## Activities
**a)** In the excerpt on motion tracking devices, list the components that the device's box contains.
**b)** Reproduce the excerpt on motion tracking devices from "In the first part, nine" up to and including "compatibility are essential.".
**c)** According to the excerpt on motion tracking devices, what material is the device's box made of?

## Excerpted text
A new design was presented by Bertolotti et al. [26] to apply for objective measurements of trunk or limb movements for the assessment of human body balance and control abilities. This system is based on a 72 MHz, 32-bit CPU (STM32F303VC; STMicroelectronics, Geneva, Switzerland) embedding a high performance ARM CortexM4, 32-bit RISC core, with the potential of supporting several sensors externally with high performance in both SPI and I2C mode. In this research, the sensor components (STMicroelectronics sensors) have a linear range and a sensitivity that allow proper measurement of body movements. Online processing, in the sense of data acquisition from different sensors, filtering, and data generation are performed at a high frequency of up to 72 MHz. Body movements are measured using 9DoF sensors: three inertial sensors, an accelerometer, a magnetometer, and a gyroscope. The full-scale values of the sensors can be modified by means of specific commands sent by the microcontroller [27,28]. The size of the whole device, including all components in the box (circuit board, the Bluetooth module, and the battery) are 60 mm × 35 mm × 20 mm. The box is made of transparent plastic to allow the observation of LED indicators working on the board. The device proposed and implemented by this research group was designed to be used for three kinds of movement monitoring. The first and second types of movement monitoring are referred to as short- and long-term data monitoring. In the first type, the device is only connected to a PC to observe the results. In the second case, data are observed and locally stored for long-term monitoring. In the third type, the most important component is the body network, i.e. multiple units deployed on the subject's body and wired to a gateway unit, which can have a local memory or a wireless connection to a PC or hand-held device (full body monitoring of exercises) [29].

2) Commercially available user devices applied in research papers

The following two subsections report on the advantages and disadvantages of commercially available devices and the tools that have been used in research for performance evaluation.

(1) Part 1: Comparison of nine motion tracking devices applied in research

In the first part, nine devices with different evaluated parameters are presented in Table 1 and are compared [29]. To identify the benefits, some expected merits have to be determined and comparison is performed based on it. Long-term monitoring for further diagnosis is one of the main purposes of health care monitoring. To achieve this aim, a device has to store data temporarily in memory and send it to a cloud computing or medical station to be stored permanently. To fulfill these necessities, data buffering, which requires SD memory and RAM are of concern. On the other hand, for data transmission, Bluetooth and Wi-Fi compatibility are essential.
Many of these devices come only with customized software application. Some of them allow a user to build his/her commercially devices own application on it but others. A characteristic that, at the first glance, does not sound crucial is the firmware. To take full advantage of a development kit, in some cases, customization is necessary, but not all device manufacturers provide such compatibility.

## Raw data

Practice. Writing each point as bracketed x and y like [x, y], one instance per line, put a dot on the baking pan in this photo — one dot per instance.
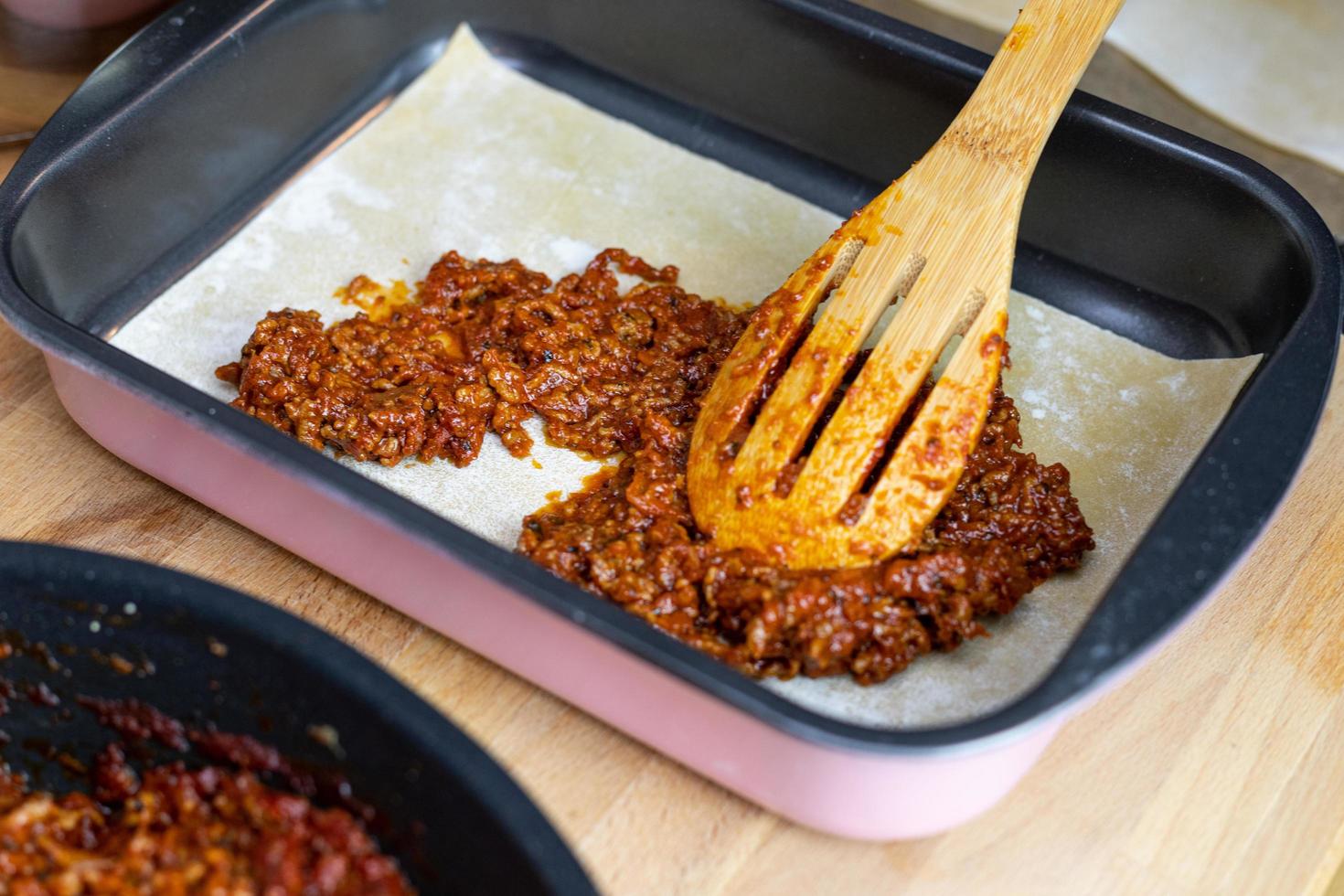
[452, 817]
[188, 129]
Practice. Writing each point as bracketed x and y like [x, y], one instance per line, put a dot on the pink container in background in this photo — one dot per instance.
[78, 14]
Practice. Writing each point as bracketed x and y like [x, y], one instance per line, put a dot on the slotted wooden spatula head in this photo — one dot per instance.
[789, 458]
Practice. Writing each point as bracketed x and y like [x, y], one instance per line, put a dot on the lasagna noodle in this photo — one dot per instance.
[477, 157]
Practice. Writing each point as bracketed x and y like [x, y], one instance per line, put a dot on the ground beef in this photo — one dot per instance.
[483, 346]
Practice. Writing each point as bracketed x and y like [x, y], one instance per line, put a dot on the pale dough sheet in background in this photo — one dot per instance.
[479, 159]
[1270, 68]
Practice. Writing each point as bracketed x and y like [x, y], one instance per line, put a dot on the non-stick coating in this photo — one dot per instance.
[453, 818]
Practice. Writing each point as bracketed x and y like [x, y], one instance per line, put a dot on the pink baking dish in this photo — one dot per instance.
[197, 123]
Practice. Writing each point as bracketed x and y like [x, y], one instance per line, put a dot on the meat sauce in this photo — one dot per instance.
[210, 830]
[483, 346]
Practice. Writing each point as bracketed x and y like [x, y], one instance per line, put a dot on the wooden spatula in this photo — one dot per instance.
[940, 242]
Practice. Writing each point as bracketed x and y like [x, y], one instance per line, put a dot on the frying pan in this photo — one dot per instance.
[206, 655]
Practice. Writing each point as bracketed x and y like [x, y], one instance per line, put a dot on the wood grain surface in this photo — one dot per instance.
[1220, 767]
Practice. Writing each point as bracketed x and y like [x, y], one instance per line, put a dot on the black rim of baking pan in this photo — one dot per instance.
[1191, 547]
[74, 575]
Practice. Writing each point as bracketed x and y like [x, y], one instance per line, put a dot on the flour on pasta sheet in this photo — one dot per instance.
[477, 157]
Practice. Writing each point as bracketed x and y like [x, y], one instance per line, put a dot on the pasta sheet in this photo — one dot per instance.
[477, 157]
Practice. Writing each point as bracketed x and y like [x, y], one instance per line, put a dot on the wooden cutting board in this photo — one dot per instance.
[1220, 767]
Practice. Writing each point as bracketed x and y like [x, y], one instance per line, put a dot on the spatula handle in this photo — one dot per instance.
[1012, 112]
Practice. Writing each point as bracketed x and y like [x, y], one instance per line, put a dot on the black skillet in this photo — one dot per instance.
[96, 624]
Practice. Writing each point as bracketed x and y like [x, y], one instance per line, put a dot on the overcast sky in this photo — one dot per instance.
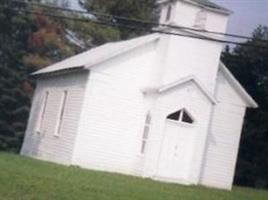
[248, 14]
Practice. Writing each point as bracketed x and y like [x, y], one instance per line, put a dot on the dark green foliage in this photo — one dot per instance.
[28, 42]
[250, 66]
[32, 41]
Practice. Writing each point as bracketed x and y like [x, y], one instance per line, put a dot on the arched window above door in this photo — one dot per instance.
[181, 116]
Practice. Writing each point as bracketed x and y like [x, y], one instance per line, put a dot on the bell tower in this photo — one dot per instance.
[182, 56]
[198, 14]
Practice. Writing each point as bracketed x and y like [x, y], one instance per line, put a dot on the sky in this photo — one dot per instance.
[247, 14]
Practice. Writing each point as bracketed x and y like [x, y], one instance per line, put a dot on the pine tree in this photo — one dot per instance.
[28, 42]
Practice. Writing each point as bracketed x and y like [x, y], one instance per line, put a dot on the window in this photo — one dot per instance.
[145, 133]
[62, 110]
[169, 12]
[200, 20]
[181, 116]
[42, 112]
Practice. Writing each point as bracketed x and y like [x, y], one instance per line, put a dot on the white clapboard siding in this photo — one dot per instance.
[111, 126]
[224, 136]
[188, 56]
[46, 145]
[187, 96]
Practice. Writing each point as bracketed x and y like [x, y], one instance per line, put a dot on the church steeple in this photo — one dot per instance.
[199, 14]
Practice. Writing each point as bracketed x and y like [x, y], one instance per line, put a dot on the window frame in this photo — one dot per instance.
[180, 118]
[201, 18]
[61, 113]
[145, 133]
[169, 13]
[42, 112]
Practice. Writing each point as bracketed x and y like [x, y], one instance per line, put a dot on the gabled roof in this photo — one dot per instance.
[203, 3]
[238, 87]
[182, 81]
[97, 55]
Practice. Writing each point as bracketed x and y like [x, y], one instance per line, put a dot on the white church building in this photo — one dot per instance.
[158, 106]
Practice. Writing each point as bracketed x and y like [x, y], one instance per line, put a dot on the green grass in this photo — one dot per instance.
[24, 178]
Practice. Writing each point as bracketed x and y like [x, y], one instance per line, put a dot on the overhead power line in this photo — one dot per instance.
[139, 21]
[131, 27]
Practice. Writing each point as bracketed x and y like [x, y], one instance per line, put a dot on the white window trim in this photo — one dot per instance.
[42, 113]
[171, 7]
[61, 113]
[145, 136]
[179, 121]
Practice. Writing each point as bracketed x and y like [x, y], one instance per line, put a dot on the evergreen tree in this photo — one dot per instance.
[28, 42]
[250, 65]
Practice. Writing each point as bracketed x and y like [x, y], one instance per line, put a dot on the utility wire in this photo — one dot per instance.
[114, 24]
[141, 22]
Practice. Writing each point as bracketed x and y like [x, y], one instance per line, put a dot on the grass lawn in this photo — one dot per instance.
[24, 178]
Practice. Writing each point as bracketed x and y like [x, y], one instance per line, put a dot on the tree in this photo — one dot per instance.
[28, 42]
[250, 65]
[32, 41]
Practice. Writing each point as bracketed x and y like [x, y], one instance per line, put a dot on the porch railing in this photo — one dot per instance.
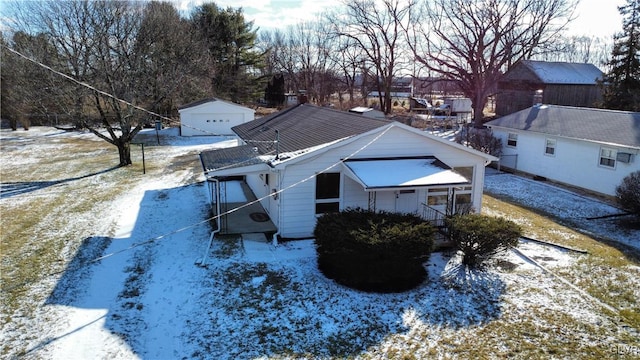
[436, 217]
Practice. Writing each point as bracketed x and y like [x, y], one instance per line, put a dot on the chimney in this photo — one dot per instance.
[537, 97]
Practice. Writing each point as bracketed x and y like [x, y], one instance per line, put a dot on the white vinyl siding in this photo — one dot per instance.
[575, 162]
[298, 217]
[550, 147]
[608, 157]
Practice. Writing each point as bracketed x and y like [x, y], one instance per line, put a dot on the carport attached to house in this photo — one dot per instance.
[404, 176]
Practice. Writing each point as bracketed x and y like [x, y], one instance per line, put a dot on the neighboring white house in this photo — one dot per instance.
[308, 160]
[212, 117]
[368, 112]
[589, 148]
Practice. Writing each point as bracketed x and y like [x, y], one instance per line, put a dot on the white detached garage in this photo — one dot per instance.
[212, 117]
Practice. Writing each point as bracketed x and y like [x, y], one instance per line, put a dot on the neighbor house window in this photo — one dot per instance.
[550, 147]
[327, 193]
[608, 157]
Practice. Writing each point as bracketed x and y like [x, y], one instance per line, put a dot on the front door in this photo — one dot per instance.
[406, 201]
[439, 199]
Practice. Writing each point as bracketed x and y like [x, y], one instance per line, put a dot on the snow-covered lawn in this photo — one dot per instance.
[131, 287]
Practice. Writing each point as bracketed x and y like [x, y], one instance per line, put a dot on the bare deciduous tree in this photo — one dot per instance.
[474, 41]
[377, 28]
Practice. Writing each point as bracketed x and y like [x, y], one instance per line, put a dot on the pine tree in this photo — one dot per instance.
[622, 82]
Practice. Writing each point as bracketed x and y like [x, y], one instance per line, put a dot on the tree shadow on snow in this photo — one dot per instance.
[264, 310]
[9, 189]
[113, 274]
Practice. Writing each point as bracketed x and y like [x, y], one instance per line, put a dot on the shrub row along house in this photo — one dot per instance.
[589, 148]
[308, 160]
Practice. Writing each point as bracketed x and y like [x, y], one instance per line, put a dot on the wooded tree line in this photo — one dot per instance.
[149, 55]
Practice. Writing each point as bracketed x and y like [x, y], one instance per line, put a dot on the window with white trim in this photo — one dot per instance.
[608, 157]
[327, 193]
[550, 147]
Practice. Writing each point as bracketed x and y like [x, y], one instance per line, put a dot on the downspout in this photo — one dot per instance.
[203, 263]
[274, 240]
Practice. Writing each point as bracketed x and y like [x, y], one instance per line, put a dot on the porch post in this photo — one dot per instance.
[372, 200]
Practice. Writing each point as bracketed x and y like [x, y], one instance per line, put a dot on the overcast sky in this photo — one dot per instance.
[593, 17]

## Answers provided
**a)** circuit board, Bluetooth module, battery

**b)**
In the first part, nine devices with different evaluated parameters are presented in Table 1 and are compared [29]. To identify the benefits, some expected merits have to be determined and comparison is performed based on it. Long-term monitoring for further diagnosis is one of the main purposes of health care monitoring. To achieve this aim, a device has to store data temporarily in memory and send it to a cloud computing or medical station to be stored permanently. To fulfill these necessities, data buffering, which requires SD memory and RAM are of concern. On the other hand, for data transmission, Bluetooth and Wi-Fi compatibility are essential.

**c)** Transparent plastic